STUDY MATERIAL
• • • •
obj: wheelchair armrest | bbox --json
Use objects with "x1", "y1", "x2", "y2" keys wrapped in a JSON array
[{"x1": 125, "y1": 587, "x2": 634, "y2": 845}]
• • • •
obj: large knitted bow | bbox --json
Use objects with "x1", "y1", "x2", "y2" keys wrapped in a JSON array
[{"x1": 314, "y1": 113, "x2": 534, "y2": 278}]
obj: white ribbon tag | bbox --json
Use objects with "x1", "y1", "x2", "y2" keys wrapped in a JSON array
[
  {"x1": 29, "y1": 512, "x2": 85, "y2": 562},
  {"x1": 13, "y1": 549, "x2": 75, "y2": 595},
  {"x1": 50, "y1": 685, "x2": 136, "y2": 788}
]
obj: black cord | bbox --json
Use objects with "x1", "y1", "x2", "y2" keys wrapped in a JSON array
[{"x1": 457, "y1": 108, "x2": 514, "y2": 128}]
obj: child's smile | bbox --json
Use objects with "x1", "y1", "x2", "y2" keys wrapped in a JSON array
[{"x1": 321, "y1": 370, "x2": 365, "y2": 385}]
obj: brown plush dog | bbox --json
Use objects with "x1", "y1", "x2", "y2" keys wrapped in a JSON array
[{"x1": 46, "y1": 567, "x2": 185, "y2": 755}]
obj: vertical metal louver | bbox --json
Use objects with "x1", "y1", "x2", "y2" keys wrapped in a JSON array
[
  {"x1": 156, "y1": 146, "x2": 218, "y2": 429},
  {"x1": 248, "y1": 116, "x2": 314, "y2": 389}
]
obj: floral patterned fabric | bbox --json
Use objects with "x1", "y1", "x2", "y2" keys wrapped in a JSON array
• • • •
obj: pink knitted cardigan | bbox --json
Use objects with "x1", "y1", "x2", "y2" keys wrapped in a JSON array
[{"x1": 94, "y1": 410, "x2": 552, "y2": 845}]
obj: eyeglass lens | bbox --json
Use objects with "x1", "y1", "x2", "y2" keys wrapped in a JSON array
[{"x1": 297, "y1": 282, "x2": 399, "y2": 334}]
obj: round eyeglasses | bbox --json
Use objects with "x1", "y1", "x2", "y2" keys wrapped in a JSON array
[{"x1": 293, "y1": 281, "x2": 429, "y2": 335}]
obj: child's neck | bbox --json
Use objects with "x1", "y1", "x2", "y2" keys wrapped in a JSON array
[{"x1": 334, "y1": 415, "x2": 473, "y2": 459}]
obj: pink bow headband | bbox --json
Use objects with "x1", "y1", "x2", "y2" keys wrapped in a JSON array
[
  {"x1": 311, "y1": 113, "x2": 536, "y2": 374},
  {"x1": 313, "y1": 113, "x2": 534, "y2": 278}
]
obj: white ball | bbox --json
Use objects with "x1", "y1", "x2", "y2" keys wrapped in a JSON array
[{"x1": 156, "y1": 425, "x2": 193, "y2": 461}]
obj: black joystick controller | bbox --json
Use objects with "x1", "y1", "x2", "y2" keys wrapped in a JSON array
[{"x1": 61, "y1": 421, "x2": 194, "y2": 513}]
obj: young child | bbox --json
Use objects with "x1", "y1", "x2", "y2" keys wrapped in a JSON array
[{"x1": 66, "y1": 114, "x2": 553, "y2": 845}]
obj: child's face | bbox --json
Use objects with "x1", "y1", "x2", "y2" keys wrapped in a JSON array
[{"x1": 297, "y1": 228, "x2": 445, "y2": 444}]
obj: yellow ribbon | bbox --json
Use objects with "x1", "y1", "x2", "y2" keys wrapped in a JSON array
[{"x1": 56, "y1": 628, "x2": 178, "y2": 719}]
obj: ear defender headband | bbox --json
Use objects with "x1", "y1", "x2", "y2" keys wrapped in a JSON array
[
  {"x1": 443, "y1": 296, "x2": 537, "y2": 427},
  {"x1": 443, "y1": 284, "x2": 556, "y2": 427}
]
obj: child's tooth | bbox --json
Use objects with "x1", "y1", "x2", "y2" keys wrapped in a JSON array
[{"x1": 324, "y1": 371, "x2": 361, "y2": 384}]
• • • •
WHAT NEEDS TO BE DONE
For each line in the material above that contains the string "pink", make a copy.

REPLY TO THE EXERCISE
obj: pink knitted cardigan | bbox --json
obj: pink bow headband | bbox --json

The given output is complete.